• [EXTRACT PROVIDED]:

################

Non-medical prescription use increases the risk for the onset and recurrence of psychopathology: results from the National Epidemiological Survey on Alcohol and Related Conditions


Ty S. Schepis, Department of Psychology, Texas State University, 601 University Drive, San Marcos, TX 78666, USA. E-mail:


Aims  Given the rising rates of the non-medical use of prescription medications (NUPM) and strong cross-sectional associations between psychopathology and NUPM, we examined whether a history of NUPM increased the risk for onset and recurrence of psychopathology.

Design  Longitudinal data are from waves 1 and 2 of the National Epidemiological Survey on Alcoholism and Related Conditions (NESARC).

Setting  The NESARC is a nation-wide, household-based survey.

Participants  A total of 34 653 US resident participants who completed both NESARC waves were included in analyses.

################

• [DATA LISTING]:
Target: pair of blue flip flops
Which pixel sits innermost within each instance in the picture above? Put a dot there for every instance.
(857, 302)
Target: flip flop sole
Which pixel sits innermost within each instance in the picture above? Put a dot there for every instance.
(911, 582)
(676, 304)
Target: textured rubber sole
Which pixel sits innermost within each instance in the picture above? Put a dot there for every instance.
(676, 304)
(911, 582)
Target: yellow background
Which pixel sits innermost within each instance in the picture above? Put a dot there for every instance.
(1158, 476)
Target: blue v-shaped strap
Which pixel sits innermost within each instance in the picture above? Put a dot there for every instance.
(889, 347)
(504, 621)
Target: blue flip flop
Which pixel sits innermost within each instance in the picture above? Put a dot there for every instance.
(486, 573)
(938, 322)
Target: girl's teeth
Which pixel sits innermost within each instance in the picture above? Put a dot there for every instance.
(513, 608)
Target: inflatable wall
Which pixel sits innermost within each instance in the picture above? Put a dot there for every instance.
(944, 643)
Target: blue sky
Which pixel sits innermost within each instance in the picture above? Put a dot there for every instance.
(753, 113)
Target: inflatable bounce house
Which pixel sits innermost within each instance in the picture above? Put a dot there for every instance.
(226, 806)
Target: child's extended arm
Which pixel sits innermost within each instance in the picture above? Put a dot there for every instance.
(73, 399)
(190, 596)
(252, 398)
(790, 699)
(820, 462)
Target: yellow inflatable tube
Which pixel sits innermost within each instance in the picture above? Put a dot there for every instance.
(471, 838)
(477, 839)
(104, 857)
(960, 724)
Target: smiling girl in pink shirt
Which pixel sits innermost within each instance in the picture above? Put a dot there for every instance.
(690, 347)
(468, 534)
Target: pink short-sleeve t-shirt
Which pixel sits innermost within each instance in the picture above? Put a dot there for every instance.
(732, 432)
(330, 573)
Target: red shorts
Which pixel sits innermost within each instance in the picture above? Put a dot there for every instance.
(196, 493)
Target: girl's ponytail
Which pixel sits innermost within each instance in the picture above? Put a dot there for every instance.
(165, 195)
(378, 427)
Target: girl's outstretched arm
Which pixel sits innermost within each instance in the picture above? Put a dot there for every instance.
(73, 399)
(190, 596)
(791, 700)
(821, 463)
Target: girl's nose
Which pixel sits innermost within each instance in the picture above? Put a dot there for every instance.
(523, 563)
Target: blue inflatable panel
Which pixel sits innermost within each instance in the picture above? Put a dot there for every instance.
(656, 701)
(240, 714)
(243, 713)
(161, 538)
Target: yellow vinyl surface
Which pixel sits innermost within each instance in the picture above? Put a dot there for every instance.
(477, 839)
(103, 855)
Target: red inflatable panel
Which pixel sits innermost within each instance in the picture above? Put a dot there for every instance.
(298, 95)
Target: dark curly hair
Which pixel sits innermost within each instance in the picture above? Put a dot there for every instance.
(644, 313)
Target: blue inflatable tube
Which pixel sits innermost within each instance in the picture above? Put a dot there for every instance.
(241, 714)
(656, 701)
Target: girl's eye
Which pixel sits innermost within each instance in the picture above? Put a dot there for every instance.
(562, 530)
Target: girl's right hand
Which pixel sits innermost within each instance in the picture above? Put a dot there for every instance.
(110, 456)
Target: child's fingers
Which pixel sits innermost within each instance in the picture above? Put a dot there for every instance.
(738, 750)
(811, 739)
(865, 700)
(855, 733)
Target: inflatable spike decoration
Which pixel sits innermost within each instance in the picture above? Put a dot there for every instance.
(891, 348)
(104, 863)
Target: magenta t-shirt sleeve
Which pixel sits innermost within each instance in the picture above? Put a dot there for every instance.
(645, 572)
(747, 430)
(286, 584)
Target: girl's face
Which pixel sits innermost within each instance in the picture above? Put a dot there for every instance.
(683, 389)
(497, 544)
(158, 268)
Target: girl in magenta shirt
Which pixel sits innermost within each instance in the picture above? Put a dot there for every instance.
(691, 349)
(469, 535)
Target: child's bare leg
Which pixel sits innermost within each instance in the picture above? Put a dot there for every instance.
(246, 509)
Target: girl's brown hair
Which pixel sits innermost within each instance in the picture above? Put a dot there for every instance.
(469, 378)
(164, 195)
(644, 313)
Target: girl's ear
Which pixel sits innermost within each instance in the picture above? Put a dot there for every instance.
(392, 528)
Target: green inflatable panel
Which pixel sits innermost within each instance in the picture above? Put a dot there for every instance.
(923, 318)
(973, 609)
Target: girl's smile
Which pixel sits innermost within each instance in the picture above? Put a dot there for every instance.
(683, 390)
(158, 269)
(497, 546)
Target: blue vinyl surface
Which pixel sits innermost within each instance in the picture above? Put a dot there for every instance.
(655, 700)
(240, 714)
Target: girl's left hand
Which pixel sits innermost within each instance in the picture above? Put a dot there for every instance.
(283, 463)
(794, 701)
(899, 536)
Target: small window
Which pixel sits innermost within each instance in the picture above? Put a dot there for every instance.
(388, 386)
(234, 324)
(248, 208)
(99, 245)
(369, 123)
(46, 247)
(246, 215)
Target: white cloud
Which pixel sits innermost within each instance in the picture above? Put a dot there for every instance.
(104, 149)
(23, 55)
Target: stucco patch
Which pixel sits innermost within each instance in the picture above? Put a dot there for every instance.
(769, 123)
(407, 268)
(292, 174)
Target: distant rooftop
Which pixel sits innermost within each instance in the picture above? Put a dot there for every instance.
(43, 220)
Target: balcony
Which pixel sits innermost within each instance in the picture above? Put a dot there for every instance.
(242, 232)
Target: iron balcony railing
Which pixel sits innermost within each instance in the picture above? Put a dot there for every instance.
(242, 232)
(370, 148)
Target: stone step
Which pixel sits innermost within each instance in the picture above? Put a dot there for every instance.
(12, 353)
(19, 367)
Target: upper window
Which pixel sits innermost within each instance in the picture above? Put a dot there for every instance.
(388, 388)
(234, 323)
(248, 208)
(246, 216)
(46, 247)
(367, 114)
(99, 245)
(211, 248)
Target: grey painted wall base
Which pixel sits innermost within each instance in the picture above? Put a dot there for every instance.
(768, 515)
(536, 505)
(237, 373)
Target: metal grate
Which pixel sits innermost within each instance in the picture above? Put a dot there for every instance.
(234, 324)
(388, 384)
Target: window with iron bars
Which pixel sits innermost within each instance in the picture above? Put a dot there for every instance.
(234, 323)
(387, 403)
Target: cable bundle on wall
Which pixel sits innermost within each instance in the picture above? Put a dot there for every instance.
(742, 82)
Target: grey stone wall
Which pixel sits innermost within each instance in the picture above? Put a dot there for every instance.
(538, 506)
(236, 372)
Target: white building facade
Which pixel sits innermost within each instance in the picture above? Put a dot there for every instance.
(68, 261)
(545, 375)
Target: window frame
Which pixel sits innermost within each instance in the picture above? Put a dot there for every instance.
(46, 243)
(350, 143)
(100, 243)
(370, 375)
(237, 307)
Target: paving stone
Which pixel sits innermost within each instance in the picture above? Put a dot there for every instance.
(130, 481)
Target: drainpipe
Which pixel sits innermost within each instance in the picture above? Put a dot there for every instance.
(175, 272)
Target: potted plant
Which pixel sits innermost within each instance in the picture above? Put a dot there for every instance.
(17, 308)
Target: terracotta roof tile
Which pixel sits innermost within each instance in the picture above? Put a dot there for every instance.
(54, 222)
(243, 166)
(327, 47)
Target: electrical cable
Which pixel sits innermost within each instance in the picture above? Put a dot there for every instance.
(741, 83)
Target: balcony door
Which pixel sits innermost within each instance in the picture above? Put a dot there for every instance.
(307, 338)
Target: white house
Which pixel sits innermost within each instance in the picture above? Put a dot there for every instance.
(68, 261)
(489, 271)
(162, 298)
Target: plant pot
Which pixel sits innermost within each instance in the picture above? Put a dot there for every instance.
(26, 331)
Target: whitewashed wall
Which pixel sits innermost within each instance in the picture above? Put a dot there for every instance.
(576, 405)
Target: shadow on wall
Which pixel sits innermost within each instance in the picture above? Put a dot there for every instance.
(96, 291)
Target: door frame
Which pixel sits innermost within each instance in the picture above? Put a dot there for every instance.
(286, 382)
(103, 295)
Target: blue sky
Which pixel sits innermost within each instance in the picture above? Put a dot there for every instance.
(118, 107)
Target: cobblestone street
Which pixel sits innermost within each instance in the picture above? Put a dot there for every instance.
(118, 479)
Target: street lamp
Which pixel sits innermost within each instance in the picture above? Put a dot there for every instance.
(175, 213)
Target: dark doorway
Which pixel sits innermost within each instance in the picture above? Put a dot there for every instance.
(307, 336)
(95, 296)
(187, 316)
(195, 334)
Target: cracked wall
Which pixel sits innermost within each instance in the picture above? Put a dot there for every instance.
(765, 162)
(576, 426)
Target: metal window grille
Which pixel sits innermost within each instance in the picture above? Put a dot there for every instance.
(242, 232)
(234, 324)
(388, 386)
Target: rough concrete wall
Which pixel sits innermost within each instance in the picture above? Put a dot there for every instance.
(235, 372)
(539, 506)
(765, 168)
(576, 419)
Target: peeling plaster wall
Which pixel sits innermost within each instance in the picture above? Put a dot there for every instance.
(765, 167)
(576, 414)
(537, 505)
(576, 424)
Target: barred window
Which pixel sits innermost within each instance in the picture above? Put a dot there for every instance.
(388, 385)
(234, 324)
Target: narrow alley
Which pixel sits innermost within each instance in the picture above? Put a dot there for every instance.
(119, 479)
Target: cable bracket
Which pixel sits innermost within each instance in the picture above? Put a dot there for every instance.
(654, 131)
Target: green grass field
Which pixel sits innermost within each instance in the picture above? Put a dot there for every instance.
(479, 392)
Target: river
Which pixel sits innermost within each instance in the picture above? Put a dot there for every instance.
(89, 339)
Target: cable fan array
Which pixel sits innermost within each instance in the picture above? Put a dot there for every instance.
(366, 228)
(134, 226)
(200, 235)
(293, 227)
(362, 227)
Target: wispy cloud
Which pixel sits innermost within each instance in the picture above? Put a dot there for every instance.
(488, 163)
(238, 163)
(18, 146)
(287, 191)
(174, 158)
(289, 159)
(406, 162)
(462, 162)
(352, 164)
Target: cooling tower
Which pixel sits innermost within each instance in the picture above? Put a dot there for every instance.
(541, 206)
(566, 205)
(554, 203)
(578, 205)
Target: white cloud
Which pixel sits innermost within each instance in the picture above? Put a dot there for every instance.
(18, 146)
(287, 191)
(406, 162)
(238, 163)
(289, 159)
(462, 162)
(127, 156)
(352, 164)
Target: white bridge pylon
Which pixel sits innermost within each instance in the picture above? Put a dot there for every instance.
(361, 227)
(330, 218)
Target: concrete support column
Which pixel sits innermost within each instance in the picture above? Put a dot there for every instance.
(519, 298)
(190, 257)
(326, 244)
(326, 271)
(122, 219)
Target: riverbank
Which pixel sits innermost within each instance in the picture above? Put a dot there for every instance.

################

Continue the abstract on non-medical prescription medication use and psychopathology from the point where it stops.

• [EXERCISE RESULT]:
Measurements  Primary measures were history of NUPM and Axis I psychopathology at wave 1. Wave 1 personality disorder diagnosis and sociodemographic characteristics were used as control variables.

Findings  Design-based logistic regression analyses indicated that life-time and past year NUPM at wave 1 increased risk for onset of psychopathology among those with no history of psychopathology at baseline, with particular risk for non-NUPM substance use and bipolar disorders. Life-time and past year NUPM were associated with recurrence of alcohol and non-NUPM substance use disorders among those with these diagnoses at baseline. In contrast, life-time and past year NUPM was associated with the onset of all examined disorders among those with a different diagnosis at baseline.

Conclusions  Non-medical use of prescription medications is a consistent risk factor for the onset and recurrence of psychopathology.